» To do
A verbatim reproduction of the following listing is required; omit the pictures.

» Working data

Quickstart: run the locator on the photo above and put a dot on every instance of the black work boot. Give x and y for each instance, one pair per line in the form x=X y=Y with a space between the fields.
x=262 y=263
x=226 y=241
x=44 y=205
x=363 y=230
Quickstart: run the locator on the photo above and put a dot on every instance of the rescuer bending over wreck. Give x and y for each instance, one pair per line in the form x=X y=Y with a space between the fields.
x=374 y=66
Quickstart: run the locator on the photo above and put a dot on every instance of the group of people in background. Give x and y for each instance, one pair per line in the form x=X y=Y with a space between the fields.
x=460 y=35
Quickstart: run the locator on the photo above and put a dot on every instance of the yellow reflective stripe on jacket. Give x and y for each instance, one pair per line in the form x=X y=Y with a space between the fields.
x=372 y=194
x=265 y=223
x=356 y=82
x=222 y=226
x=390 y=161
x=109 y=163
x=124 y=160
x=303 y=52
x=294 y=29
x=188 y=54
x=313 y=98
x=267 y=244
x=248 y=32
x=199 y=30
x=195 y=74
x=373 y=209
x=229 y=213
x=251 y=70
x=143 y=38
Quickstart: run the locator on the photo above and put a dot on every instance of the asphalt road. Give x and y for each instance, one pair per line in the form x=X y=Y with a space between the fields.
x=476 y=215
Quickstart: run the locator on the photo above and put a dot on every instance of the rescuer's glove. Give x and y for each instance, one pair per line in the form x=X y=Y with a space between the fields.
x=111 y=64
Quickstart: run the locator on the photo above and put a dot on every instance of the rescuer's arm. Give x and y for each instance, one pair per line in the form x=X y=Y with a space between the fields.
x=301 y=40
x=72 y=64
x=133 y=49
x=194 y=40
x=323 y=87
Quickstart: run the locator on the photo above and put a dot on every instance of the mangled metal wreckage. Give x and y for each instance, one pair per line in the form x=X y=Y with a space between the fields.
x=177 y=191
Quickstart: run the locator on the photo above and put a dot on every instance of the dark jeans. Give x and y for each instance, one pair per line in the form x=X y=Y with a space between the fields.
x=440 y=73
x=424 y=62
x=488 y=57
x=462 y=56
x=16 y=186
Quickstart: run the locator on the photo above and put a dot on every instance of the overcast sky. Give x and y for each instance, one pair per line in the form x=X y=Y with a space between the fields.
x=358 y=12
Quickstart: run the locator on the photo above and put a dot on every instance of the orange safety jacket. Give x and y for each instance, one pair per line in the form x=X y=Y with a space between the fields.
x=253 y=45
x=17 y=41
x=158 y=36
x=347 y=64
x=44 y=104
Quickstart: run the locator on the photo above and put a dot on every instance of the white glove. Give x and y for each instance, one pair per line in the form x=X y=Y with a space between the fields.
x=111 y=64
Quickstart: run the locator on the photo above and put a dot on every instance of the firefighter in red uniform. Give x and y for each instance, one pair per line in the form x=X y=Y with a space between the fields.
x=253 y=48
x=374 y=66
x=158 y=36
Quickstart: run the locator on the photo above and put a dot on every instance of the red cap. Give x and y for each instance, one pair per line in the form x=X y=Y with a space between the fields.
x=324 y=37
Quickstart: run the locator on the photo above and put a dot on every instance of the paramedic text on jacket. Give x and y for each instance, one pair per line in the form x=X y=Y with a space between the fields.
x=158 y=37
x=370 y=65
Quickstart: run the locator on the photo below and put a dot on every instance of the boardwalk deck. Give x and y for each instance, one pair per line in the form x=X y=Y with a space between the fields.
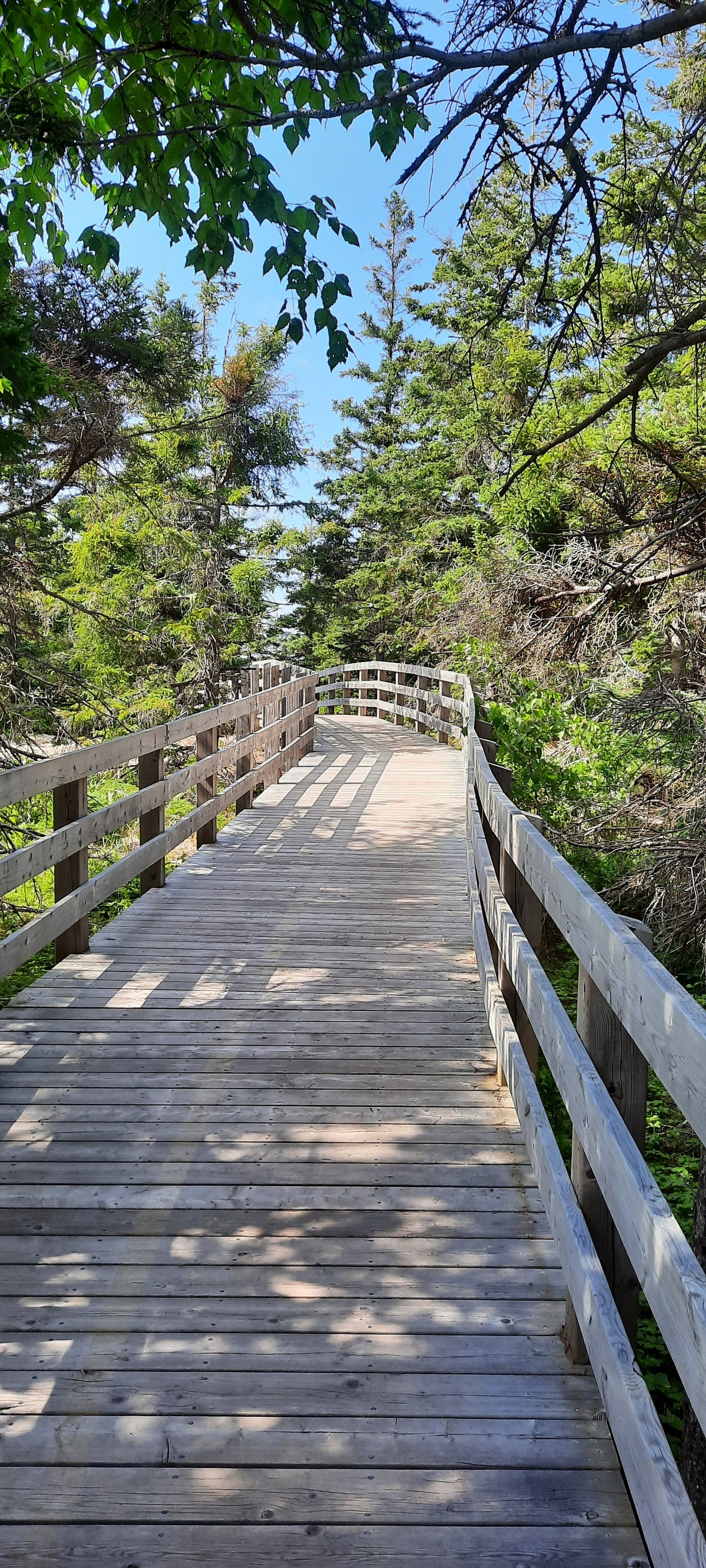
x=275 y=1279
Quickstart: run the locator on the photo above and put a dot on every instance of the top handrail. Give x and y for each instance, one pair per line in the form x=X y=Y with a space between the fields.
x=45 y=773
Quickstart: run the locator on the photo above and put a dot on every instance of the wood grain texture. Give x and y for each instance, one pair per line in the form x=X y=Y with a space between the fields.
x=275 y=1274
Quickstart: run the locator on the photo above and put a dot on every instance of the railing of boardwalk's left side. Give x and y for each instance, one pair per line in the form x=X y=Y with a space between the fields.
x=614 y=1227
x=252 y=740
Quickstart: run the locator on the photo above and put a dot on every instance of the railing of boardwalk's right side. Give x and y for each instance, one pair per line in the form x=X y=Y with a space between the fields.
x=614 y=1228
x=253 y=739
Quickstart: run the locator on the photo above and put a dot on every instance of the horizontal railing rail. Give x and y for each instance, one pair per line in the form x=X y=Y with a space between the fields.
x=273 y=726
x=616 y=1233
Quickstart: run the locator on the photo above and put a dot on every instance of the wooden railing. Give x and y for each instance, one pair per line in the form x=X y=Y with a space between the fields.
x=614 y=1228
x=266 y=730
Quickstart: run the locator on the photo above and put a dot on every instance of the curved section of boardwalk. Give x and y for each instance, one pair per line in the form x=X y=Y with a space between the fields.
x=277 y=1286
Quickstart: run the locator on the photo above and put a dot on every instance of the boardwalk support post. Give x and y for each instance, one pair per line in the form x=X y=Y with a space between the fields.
x=625 y=1073
x=445 y=714
x=245 y=728
x=70 y=805
x=206 y=745
x=151 y=771
x=401 y=681
x=424 y=684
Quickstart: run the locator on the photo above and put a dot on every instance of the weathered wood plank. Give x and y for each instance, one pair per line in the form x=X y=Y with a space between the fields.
x=267 y=1222
x=327 y=1440
x=267 y=1545
x=175 y=1493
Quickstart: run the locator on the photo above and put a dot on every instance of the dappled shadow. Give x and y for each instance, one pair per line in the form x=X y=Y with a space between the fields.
x=271 y=1242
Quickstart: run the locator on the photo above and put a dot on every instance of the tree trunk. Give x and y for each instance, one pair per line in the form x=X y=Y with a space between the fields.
x=694 y=1441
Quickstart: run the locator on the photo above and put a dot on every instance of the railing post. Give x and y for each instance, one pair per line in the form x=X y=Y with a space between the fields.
x=206 y=744
x=445 y=712
x=424 y=684
x=332 y=695
x=283 y=709
x=151 y=771
x=310 y=726
x=401 y=681
x=625 y=1073
x=70 y=805
x=245 y=728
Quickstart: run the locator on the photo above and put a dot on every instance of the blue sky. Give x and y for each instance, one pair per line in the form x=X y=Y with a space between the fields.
x=333 y=164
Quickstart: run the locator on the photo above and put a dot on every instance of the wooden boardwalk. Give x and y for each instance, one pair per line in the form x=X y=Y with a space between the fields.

» Solution to the exercise
Quickstart: run the locator on the photo above and put a dot on every instance of the black work boot. Give x and y for each instance, one pair per line in the form x=X y=Y with a space between the fields.
x=262 y=263
x=226 y=241
x=44 y=205
x=363 y=230
Quickstart: run the locator on the photo above and put a dot on every instance of the rescuer bending over wreck. Give x and y for each instance, one pair per line in the form x=X y=Y with a space between the fields.
x=374 y=66
Quickstart: run the locator on the photo above and put a dot on every instance of the group of people in background. Give x and y for each instance, one pair per line in the form x=X y=Y with a space between the fields.
x=460 y=35
Quickstart: run the locator on the photo above and put a dot on every instance of the yellow reflective stripe on jacket. Give x and y for each instance, one pair per line in the form x=X y=Y with a space between the fields.
x=372 y=194
x=265 y=223
x=356 y=82
x=222 y=226
x=390 y=161
x=109 y=163
x=124 y=160
x=303 y=52
x=294 y=29
x=188 y=54
x=313 y=98
x=267 y=244
x=248 y=32
x=199 y=30
x=195 y=74
x=373 y=209
x=229 y=213
x=251 y=70
x=143 y=38
Quickstart: run the locator on the photo above and put a dot on every instance of the asphalt road. Give x and y for each instance, one pair per line in the form x=X y=Y with a space between the fields.
x=476 y=215
Quickstart: run the locator on the photo above and put a dot on every instance of the rescuer's glove. Give x and y for each instance, one pair per line in the form x=X y=Y with a space between the fields.
x=111 y=64
Quickstart: run the locator on the photo above and put a dot on every instance of the rescuer's arm. Give x and y for each instance, one pair per line in the form x=X y=Y with a space between the fields.
x=301 y=40
x=72 y=64
x=133 y=49
x=194 y=40
x=323 y=87
Quickstart: run the locator on the photo above and put a dot on every instance of the mangled metal wreckage. Give x and y for each instance, one pair per line in the form x=X y=Y with a space between the fields.
x=177 y=191
Quickstart: run the locator on the photo above and put a dot on every instance of the dark jeans. Give x and y for each instance, one pair per line in the form x=X y=Y with a space between the fields.
x=440 y=73
x=424 y=62
x=488 y=57
x=462 y=56
x=16 y=186
Quickstart: run the locator on the photo above and put a dot on every instance of the overcast sky. Give x and y for each instance, one pair per line in the form x=X y=Y with a space between the fields.
x=358 y=12
Quickstart: run the locator on the photo above and put a dot on every instance of the orange safety jacket. Give x and y for each instance, one pair per line in the form x=X y=Y with a space between the fields.
x=253 y=45
x=17 y=41
x=158 y=36
x=347 y=64
x=44 y=104
Quickstart: run the locator on the photo above and put a dot on every instance of the white glove. Give x and y for each instance, one pair per line in the form x=X y=Y with a space between the fields.
x=111 y=64
Quickstart: run the locator on the photo above and put a dot on every instance of the firefighter in red uniform. Give x and y for each instance, one pair per line in the form x=X y=Y with a space between the fields.
x=253 y=48
x=374 y=66
x=158 y=36
Quickstart: run the locator on the photo above and put a dot on every instance of the red cap. Give x and y for each instance, one pair per line in the form x=X y=Y with a space between the fields.
x=324 y=37
Quickstart: run the locator on the photo above and put a dot on every instance of the paramedic text on jacket. Give x and y for each instance, one pair per line in the form x=X y=Y with a space between the fields.
x=158 y=37
x=370 y=65
Quickstart: run the locator on the photo below and put a dot on every instance of the boardwalk deck. Give x and y for each instance, one pair per line in the form x=X y=Y with a space between the fields.
x=275 y=1279
Quickstart: run the locator on the photo above and put a dot on every instance of the top handrail. Give x and y for each instance, one pair per line in the form x=X y=Y with a space between the fields.
x=45 y=773
Quickstart: run the locator on the photo above and put a dot on every instance of the wood grain texture. Give x and y for each instance, one pair per line in the form x=X y=Y with a space between the fields.
x=275 y=1274
Quickstart: run the locator on the photo above and put a dot on every instance of the railing of boardwalk's left side. Give x and y for each instance, one pair per line in the form x=X y=Y with a space between the fields.
x=614 y=1227
x=252 y=740
Quickstart: run the locator on the photo above and put a dot on every instance of the railing of boardwalk's right side. Give x and y for each instance, one pair per line in the form x=X y=Y with a space between the fields.
x=614 y=1228
x=253 y=739
Quickstart: run the locator on the photo above and put a dot on every instance of the horizontal railing rail. Give x and y for each instance, one pair per line in the form x=X y=Y with a space between the fields.
x=273 y=726
x=616 y=1233
Quickstart: run the locator on the photo above and put a dot on every instance of the wooden railing. Give x and y for each instance, one pair per line in the form x=X y=Y with a space between the fields.
x=614 y=1228
x=266 y=730
Quickstart: run the locator on the photo above and put a dot on every instance of the curved section of boardwalk. Give x and y for each instance, one pair per line in the form x=X y=Y with a space between the fields.
x=277 y=1286
Quickstart: run the locator on the photo above and put a dot on every instance of the boardwalk support post. Give x and y for each instance, one pair per line in the form x=X y=Y with a space between the fields.
x=625 y=1073
x=445 y=714
x=245 y=728
x=70 y=805
x=206 y=745
x=151 y=771
x=401 y=681
x=424 y=684
Quickstart: run the locator on the photo above and put a dot on every instance of the weathered wood plank. Give x and y for each instance, one pair per line in the form x=X y=Y with a space between the fields.
x=267 y=1222
x=327 y=1440
x=267 y=1545
x=175 y=1493
Quickstart: run the locator on the photo above and put a dot on every instance of the dappled shadow. Give x and y for each instance, one pair per line in the form x=X y=Y with a space between the fields.
x=271 y=1242
Quickstart: run the locator on the photo above and put a dot on every instance of the tree trunk. Give x and y for each instance, one pair per line in the form x=X y=Y with a space between the fields.
x=694 y=1441
Quickstart: run the locator on the photo above and put a dot on every instance of the railing post. Give x and y for each instance, one pair per line in the form x=X y=Y with a space between the fields.
x=206 y=744
x=445 y=712
x=424 y=684
x=332 y=695
x=283 y=709
x=151 y=771
x=310 y=726
x=401 y=681
x=625 y=1073
x=70 y=805
x=245 y=728
Quickstart: run the locator on the photo above and put a dot on every instance of the blue sky. Give x and y for each instance, one pair per line in the form x=X y=Y with a space between the fields.
x=333 y=164
Quickstart: run the locator on the photo above and put a dot on every instance of the wooden boardwalk. Give x and y for each instance, one pair per line in the form x=X y=Y with a space between the fields.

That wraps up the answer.